▶ **Problem to work on**
From the line that contains "Query: bracelet" to the final line of the entries, return every line exactly and leave out all others.

Extracted records
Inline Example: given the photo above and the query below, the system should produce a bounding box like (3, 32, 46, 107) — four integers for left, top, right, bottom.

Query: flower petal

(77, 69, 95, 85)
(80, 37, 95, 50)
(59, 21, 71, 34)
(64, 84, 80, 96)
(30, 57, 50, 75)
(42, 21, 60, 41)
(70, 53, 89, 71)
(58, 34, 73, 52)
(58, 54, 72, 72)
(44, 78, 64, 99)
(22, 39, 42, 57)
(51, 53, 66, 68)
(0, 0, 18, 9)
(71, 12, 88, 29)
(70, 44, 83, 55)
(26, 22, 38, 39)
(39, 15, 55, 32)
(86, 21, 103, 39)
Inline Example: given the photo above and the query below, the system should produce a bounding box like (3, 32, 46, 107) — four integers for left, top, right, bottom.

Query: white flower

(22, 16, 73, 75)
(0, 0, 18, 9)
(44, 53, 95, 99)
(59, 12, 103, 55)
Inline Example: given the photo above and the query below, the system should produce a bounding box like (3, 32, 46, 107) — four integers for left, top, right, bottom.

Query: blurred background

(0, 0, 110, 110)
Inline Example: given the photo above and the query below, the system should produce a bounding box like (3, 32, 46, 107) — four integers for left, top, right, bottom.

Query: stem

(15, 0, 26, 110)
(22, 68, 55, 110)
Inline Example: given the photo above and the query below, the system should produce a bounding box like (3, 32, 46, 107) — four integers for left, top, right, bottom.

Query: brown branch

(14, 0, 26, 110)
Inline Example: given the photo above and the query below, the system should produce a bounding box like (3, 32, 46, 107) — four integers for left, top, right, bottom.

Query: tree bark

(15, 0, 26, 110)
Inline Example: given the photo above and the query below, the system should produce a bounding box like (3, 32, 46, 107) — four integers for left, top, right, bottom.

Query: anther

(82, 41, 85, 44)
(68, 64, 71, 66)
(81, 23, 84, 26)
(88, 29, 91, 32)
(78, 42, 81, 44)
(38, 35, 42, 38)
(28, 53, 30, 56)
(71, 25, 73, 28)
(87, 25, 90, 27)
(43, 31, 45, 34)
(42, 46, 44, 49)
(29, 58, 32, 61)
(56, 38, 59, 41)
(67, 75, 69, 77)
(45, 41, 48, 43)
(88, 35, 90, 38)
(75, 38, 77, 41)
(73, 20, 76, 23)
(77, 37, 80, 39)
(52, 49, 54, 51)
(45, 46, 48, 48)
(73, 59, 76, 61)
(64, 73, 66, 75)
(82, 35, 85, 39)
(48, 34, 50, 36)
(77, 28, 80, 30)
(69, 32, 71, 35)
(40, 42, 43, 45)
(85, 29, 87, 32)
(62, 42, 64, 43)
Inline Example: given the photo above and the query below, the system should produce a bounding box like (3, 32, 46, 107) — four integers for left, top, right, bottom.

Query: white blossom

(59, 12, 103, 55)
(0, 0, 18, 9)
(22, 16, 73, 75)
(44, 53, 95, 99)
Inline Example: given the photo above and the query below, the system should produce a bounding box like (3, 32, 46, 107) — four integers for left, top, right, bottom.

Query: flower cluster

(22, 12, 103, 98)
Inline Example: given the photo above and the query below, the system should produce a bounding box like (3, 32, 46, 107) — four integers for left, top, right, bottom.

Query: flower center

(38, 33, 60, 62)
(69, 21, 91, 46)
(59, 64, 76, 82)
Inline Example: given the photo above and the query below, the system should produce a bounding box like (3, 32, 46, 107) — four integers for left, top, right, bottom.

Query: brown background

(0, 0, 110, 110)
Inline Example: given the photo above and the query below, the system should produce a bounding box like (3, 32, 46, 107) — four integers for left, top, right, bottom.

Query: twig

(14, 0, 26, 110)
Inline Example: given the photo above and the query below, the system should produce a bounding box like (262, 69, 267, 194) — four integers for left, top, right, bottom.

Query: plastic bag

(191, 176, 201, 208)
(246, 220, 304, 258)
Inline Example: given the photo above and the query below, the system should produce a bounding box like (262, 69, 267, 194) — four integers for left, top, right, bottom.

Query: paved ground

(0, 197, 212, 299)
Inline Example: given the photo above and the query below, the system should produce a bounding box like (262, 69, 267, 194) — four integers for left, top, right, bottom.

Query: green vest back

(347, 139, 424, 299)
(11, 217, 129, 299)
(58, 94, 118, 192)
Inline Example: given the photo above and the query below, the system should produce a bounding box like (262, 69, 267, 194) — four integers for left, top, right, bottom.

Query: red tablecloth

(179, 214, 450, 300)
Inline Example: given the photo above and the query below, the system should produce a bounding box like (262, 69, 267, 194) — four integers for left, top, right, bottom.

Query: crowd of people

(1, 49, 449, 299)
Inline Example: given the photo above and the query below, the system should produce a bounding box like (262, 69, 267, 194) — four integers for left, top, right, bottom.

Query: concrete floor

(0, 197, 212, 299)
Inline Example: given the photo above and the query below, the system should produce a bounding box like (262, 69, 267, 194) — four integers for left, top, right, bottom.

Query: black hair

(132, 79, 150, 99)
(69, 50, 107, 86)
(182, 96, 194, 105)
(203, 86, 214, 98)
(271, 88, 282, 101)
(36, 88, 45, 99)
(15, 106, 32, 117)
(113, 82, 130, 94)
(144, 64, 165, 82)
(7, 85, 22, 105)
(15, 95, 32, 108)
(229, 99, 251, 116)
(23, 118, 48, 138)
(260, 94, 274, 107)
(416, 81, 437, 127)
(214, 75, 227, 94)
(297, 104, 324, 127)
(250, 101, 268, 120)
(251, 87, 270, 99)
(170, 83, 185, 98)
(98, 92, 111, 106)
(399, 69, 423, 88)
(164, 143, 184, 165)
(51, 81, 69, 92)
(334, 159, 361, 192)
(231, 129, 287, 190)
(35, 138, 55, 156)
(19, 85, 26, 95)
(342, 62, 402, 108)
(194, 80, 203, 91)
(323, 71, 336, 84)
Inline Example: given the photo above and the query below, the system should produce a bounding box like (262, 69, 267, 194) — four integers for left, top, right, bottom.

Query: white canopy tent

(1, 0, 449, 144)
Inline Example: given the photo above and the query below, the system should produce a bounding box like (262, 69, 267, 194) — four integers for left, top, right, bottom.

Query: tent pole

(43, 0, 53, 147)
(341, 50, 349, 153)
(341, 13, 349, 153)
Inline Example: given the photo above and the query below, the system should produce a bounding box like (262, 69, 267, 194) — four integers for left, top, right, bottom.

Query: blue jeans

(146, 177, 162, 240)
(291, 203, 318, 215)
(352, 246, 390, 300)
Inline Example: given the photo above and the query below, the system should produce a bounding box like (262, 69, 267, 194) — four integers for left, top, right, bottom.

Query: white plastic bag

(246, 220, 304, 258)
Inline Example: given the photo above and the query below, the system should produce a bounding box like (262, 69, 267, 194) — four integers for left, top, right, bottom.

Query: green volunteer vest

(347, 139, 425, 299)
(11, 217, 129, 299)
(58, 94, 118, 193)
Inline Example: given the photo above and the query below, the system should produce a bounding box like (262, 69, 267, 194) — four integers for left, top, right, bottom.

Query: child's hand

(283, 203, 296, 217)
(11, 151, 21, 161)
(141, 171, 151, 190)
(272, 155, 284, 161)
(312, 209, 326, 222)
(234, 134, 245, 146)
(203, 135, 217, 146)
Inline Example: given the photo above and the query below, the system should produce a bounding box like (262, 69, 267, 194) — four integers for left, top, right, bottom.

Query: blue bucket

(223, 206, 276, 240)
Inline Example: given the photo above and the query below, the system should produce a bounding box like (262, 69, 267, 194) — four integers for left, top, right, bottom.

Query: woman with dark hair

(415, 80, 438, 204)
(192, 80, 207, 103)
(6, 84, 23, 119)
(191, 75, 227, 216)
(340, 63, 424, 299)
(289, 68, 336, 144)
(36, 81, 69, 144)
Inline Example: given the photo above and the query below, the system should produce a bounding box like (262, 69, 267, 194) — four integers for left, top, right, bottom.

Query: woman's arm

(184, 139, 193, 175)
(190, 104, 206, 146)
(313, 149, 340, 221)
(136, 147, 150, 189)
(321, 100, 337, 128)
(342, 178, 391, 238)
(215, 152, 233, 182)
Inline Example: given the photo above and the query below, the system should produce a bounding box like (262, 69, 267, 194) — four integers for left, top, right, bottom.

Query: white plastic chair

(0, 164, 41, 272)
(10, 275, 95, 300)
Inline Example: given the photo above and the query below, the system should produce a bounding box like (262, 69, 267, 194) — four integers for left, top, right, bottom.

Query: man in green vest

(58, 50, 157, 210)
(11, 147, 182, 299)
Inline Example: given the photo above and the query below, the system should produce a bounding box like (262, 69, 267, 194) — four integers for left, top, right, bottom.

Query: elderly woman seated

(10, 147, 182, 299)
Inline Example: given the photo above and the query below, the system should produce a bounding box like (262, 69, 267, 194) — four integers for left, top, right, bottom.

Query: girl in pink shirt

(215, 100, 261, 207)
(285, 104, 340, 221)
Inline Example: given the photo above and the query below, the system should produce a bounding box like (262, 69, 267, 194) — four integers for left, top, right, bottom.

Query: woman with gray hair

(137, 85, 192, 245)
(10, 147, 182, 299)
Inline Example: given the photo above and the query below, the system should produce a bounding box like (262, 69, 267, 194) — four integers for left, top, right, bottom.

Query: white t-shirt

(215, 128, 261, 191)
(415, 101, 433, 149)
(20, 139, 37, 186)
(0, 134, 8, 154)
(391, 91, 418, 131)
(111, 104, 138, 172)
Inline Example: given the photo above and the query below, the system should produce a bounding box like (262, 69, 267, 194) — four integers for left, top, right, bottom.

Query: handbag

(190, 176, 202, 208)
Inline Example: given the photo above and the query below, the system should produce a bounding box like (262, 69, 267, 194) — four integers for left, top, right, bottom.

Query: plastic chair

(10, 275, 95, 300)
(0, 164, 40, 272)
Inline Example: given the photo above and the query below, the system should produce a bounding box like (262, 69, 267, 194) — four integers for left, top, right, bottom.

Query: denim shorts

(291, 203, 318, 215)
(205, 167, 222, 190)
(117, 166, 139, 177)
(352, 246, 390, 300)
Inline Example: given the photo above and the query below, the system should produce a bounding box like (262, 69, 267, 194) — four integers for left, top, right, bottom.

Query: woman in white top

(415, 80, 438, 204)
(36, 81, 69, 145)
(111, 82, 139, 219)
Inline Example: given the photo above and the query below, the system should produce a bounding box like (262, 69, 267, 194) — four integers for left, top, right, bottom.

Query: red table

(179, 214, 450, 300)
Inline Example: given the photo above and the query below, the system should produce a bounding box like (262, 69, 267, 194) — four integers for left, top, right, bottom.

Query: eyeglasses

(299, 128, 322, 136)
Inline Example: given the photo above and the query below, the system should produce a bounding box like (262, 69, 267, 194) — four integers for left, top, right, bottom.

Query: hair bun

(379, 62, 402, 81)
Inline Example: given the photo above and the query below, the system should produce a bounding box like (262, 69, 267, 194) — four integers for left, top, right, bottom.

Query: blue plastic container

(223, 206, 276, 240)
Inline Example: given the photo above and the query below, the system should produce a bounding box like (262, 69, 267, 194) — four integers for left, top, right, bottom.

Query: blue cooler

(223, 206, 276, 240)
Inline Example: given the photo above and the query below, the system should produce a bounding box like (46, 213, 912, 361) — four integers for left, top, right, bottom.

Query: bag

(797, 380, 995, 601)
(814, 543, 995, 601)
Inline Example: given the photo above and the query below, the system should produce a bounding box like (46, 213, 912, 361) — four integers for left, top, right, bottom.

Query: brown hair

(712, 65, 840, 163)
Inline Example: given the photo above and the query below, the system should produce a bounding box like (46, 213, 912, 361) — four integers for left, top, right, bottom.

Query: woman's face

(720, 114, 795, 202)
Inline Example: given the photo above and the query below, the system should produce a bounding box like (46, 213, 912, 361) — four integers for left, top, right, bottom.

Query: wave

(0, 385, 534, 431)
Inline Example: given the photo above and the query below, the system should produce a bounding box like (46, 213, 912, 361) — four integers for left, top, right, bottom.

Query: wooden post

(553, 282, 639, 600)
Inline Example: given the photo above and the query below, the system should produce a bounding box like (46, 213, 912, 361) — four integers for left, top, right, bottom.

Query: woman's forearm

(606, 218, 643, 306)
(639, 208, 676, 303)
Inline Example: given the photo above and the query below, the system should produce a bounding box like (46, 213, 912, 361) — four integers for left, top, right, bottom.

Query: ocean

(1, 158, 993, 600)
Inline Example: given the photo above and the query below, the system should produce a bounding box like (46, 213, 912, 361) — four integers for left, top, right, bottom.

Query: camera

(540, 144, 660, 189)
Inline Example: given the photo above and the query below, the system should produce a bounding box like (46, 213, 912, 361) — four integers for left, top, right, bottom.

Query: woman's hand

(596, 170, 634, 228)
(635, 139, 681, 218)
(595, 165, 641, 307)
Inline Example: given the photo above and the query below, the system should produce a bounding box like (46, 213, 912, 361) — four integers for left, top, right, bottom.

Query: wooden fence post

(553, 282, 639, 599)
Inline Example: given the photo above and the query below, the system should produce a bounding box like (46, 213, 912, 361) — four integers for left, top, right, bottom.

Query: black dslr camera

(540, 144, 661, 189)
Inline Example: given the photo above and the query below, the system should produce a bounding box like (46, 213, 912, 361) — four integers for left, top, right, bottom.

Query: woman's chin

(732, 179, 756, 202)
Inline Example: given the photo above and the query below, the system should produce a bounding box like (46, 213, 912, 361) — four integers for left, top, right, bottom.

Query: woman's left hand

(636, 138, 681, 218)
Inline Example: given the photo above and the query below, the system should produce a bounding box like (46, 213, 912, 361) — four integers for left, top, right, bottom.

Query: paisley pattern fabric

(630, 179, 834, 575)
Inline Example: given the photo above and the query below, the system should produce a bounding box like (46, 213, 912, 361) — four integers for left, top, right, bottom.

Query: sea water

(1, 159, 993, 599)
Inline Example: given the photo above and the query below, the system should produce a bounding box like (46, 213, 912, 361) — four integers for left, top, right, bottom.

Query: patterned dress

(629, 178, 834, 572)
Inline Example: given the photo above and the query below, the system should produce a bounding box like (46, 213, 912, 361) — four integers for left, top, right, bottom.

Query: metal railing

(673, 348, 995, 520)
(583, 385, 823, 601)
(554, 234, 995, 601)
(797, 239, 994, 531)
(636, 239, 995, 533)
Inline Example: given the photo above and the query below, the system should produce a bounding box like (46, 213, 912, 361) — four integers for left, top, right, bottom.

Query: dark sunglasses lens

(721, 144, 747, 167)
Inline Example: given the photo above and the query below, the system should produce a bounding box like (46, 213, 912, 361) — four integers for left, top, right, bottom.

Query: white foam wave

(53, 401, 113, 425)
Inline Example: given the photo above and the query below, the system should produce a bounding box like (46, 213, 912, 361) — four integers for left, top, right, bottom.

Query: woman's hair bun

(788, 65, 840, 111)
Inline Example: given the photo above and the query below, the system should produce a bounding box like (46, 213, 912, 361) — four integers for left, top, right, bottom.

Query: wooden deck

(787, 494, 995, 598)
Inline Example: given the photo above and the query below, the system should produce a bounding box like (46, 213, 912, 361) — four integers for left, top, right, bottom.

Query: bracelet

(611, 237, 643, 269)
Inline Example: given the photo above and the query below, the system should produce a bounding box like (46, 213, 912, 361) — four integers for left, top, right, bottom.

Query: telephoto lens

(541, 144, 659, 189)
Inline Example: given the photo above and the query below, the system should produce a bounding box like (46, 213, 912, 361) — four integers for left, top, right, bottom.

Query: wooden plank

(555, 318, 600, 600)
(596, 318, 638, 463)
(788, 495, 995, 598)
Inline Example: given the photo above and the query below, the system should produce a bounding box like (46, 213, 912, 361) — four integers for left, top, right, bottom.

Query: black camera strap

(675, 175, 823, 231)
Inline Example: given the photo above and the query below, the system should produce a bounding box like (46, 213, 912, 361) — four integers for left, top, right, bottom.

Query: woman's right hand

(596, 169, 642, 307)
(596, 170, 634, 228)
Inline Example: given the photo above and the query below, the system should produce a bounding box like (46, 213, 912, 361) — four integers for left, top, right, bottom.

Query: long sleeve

▶ **Expected output**
Query: bracelet

(611, 237, 643, 269)
Inline Example: given the photo above and the query below, the system should produce a bounding box like (46, 213, 912, 361) — four integers for left, top, right, bottom.

Query: telephoto lens

(541, 144, 659, 189)
Inline Example: given the photo above and the query below, the system should produce a bounding box like (46, 213, 912, 361) — four integers for left, top, right, bottom.

Query: wooden plank

(555, 318, 600, 600)
(596, 318, 638, 463)
(788, 495, 995, 598)
Inline Example: given the photo above and the query below, the system should produce a bounding box like (46, 213, 912, 361) — four integers for left, top, right, bottom.

Query: black camera strap

(675, 175, 823, 231)
Inline Example: given the photo above and the query below, the system should produce a bounding box like (46, 213, 912, 361) — four integers for left, top, right, bottom.

Query: woman's right hand

(596, 169, 642, 307)
(596, 170, 634, 228)
Inline Example: given the photo above and the query below, the system should produce a bounding box like (46, 213, 912, 361) — four integers for left, top, right, bottom.

Query: long sleeve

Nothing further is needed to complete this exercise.